+++ Material for this task

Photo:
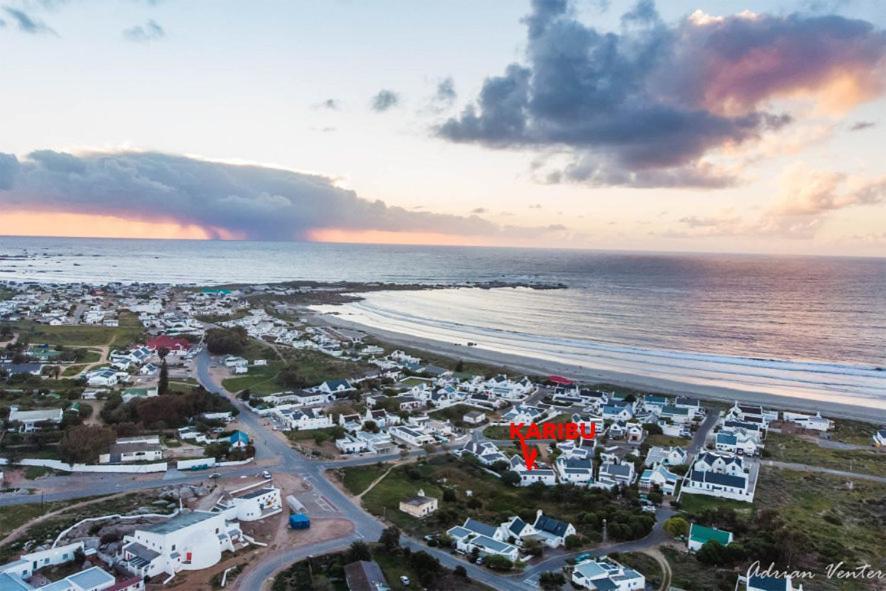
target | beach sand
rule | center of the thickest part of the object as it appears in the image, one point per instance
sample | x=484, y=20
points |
x=589, y=375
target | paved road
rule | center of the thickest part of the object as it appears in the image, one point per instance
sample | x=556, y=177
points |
x=270, y=447
x=820, y=470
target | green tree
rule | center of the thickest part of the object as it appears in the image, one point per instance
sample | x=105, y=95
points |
x=677, y=526
x=163, y=384
x=84, y=443
x=551, y=580
x=359, y=551
x=390, y=538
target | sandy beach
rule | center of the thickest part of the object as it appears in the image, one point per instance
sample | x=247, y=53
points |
x=582, y=374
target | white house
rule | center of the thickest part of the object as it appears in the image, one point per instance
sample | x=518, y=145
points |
x=487, y=539
x=719, y=475
x=660, y=477
x=410, y=436
x=192, y=540
x=552, y=532
x=251, y=503
x=668, y=456
x=578, y=471
x=32, y=420
x=303, y=419
x=605, y=574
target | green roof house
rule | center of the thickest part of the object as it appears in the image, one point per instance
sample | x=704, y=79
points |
x=699, y=534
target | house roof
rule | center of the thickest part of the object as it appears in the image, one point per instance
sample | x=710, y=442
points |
x=365, y=575
x=550, y=525
x=180, y=521
x=702, y=534
x=479, y=527
x=768, y=583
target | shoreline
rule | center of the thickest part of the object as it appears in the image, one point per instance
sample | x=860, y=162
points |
x=589, y=375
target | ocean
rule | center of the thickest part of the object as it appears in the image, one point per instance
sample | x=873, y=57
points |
x=810, y=327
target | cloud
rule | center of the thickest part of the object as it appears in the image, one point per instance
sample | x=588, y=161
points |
x=650, y=104
x=146, y=33
x=384, y=100
x=252, y=202
x=860, y=125
x=811, y=192
x=27, y=23
x=330, y=104
x=445, y=94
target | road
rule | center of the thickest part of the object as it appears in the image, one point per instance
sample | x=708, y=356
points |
x=275, y=455
x=269, y=447
x=820, y=470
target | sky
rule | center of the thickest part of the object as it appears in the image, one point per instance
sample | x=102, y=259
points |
x=751, y=126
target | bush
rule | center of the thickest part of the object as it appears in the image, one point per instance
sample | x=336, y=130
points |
x=226, y=341
x=499, y=563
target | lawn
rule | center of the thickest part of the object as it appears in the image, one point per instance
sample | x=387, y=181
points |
x=130, y=331
x=666, y=441
x=356, y=481
x=839, y=522
x=642, y=563
x=791, y=448
x=260, y=381
x=473, y=491
x=854, y=432
x=689, y=574
x=454, y=413
x=12, y=517
x=697, y=504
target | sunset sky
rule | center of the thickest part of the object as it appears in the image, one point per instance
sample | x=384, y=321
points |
x=752, y=126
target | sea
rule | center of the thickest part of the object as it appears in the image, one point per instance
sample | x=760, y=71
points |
x=809, y=327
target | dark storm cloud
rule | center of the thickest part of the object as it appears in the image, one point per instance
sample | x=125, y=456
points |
x=384, y=100
x=445, y=94
x=150, y=31
x=27, y=23
x=247, y=201
x=644, y=105
x=861, y=125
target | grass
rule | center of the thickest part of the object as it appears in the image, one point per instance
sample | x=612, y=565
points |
x=838, y=522
x=129, y=332
x=475, y=492
x=666, y=441
x=689, y=574
x=791, y=448
x=313, y=366
x=356, y=481
x=854, y=432
x=260, y=381
x=642, y=563
x=73, y=370
x=15, y=516
x=454, y=413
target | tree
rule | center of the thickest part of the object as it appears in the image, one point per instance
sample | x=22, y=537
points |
x=510, y=478
x=163, y=384
x=551, y=580
x=84, y=443
x=496, y=562
x=390, y=538
x=677, y=526
x=533, y=547
x=426, y=566
x=574, y=541
x=359, y=551
x=226, y=341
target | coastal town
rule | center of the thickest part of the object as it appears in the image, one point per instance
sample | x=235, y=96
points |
x=188, y=437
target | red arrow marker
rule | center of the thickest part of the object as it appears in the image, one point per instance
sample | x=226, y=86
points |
x=529, y=454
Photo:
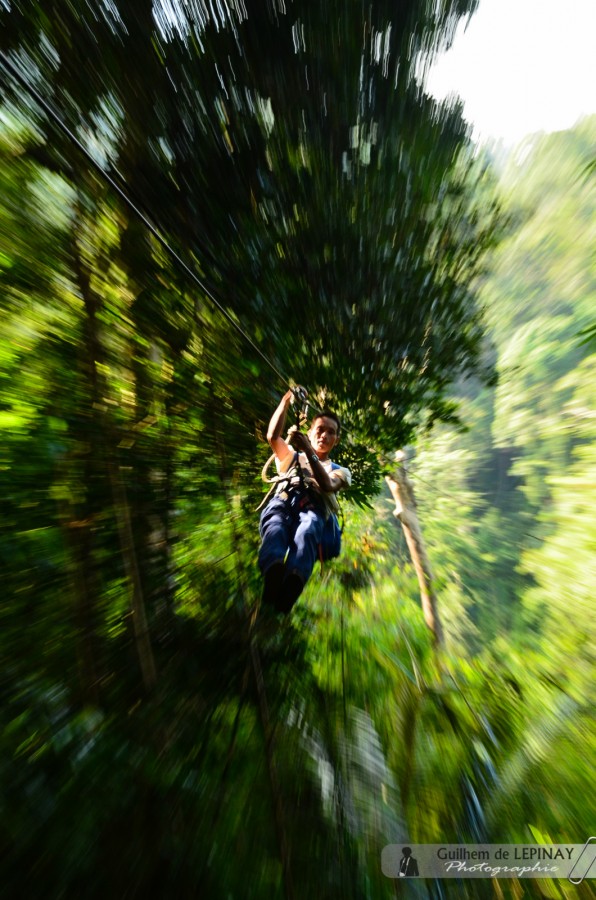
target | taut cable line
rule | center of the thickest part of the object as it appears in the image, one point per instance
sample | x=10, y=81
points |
x=51, y=113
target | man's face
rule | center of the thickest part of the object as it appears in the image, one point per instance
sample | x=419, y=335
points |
x=323, y=434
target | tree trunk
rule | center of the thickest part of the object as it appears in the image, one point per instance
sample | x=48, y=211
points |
x=405, y=510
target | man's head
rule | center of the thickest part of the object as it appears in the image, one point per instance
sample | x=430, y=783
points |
x=324, y=432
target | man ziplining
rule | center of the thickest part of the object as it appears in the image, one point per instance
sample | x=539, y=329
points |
x=293, y=520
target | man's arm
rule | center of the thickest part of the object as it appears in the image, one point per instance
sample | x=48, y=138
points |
x=276, y=426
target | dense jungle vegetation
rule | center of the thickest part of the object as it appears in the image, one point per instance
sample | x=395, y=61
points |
x=159, y=738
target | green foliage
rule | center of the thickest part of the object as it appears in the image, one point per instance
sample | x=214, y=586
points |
x=157, y=740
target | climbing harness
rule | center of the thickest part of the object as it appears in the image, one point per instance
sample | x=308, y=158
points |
x=330, y=543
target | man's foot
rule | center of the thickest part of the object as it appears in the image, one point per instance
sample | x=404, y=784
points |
x=274, y=577
x=291, y=589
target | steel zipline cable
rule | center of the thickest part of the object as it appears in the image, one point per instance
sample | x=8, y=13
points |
x=51, y=113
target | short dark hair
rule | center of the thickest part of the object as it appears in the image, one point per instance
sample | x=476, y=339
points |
x=327, y=414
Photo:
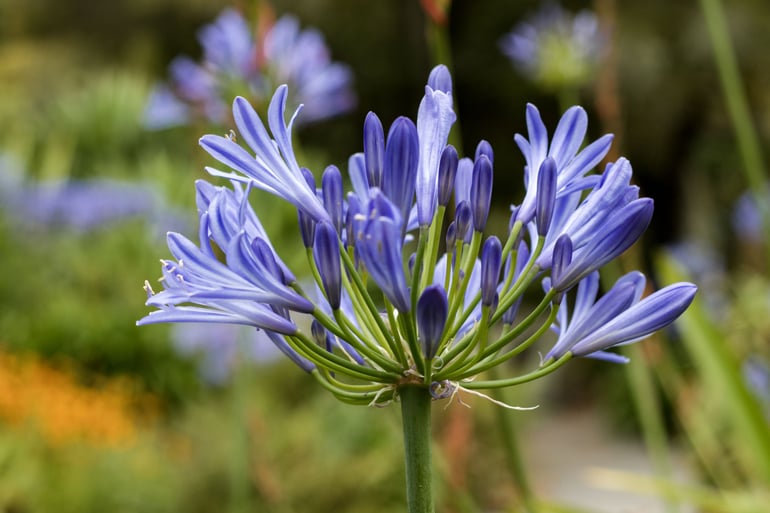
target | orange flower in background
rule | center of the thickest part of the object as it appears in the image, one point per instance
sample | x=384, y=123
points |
x=62, y=410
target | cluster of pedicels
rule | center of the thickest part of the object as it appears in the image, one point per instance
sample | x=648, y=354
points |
x=235, y=58
x=409, y=289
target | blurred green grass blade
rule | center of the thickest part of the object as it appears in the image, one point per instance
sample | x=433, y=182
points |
x=721, y=376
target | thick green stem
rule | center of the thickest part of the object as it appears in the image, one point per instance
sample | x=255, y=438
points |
x=415, y=412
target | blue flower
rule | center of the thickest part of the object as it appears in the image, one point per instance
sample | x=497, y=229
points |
x=391, y=308
x=228, y=45
x=554, y=48
x=274, y=168
x=618, y=317
x=234, y=59
x=380, y=245
x=434, y=120
x=572, y=164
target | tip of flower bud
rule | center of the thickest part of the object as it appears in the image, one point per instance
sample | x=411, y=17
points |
x=440, y=79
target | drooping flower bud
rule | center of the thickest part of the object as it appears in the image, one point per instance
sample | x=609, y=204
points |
x=447, y=170
x=331, y=190
x=484, y=148
x=374, y=149
x=451, y=237
x=432, y=311
x=481, y=192
x=306, y=222
x=491, y=259
x=463, y=220
x=546, y=196
x=326, y=252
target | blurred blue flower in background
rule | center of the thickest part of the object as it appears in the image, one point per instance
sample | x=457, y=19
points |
x=235, y=61
x=84, y=205
x=222, y=347
x=555, y=48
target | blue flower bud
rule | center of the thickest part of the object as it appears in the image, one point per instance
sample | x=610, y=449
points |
x=306, y=222
x=374, y=149
x=319, y=333
x=491, y=259
x=331, y=187
x=546, y=195
x=431, y=315
x=463, y=220
x=451, y=237
x=484, y=148
x=562, y=257
x=402, y=153
x=447, y=170
x=522, y=257
x=266, y=257
x=354, y=209
x=440, y=79
x=326, y=252
x=481, y=192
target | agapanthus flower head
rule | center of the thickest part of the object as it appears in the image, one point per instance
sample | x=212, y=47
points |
x=556, y=49
x=392, y=307
x=235, y=59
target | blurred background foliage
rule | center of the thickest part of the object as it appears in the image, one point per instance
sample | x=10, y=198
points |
x=98, y=415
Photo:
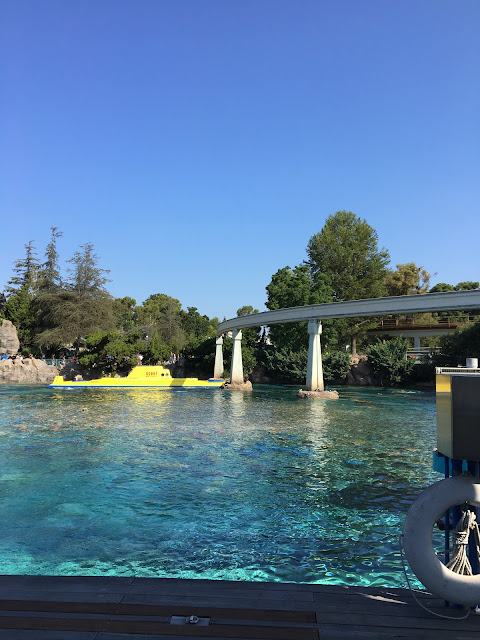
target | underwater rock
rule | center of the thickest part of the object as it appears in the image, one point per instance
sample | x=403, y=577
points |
x=322, y=395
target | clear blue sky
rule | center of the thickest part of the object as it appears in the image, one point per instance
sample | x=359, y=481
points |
x=199, y=144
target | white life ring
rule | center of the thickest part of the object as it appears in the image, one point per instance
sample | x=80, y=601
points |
x=427, y=509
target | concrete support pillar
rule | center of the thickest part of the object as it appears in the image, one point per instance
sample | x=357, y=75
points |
x=237, y=365
x=218, y=368
x=314, y=366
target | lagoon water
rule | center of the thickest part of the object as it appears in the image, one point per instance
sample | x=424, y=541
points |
x=211, y=483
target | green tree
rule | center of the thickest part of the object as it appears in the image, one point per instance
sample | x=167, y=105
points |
x=285, y=366
x=456, y=347
x=161, y=314
x=442, y=287
x=336, y=366
x=346, y=251
x=21, y=290
x=294, y=288
x=389, y=361
x=407, y=279
x=196, y=326
x=81, y=307
x=467, y=286
x=125, y=311
x=49, y=278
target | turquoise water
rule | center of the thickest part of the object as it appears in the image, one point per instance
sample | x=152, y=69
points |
x=211, y=484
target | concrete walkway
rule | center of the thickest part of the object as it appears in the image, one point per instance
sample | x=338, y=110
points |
x=91, y=608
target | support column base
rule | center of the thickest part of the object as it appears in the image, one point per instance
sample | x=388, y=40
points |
x=321, y=395
x=238, y=386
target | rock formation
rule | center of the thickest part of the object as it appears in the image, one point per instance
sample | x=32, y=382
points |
x=9, y=343
x=321, y=395
x=26, y=371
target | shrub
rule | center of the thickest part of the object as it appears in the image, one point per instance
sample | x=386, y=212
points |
x=389, y=361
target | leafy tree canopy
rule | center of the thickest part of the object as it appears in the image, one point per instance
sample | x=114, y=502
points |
x=389, y=361
x=346, y=251
x=407, y=279
x=294, y=288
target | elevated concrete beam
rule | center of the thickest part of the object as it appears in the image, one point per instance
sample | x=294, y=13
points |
x=218, y=368
x=448, y=301
x=236, y=374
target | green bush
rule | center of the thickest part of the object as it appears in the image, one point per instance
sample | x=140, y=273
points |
x=336, y=366
x=389, y=361
x=284, y=365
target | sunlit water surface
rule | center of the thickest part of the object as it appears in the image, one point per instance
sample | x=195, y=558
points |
x=210, y=483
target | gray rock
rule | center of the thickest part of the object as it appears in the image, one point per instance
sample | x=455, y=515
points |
x=318, y=395
x=27, y=371
x=9, y=343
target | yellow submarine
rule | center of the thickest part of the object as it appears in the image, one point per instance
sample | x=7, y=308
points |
x=141, y=376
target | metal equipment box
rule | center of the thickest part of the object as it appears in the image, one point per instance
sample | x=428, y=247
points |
x=458, y=418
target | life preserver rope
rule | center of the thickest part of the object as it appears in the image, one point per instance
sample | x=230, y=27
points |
x=427, y=509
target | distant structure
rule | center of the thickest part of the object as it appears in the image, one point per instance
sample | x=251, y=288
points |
x=314, y=314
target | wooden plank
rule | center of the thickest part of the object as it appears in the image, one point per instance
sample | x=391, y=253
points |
x=281, y=615
x=472, y=623
x=158, y=628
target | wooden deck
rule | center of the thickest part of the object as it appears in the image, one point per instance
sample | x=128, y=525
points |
x=90, y=608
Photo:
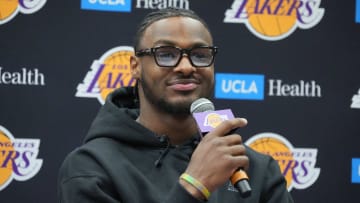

++++++

Direction
Rescale the listing between the lines holding "target | sea" and "x=861, y=125", inclusive. Reproduce every line, and multiply each answer point's x and y coordinates by 1.55, rounding to whole numbers with halves rounded up.

Written answer
target | sea
rule | center of the thickest part of the object as it appears in the image, one point per instance
sample | x=760, y=71
points |
x=1254, y=507
target | dark storm cloud
rule | center of the thickest part of the object as it appears in the image, one point per instance
sample | x=125, y=456
points |
x=595, y=155
x=690, y=146
x=233, y=48
x=42, y=36
x=383, y=312
x=998, y=163
x=1335, y=194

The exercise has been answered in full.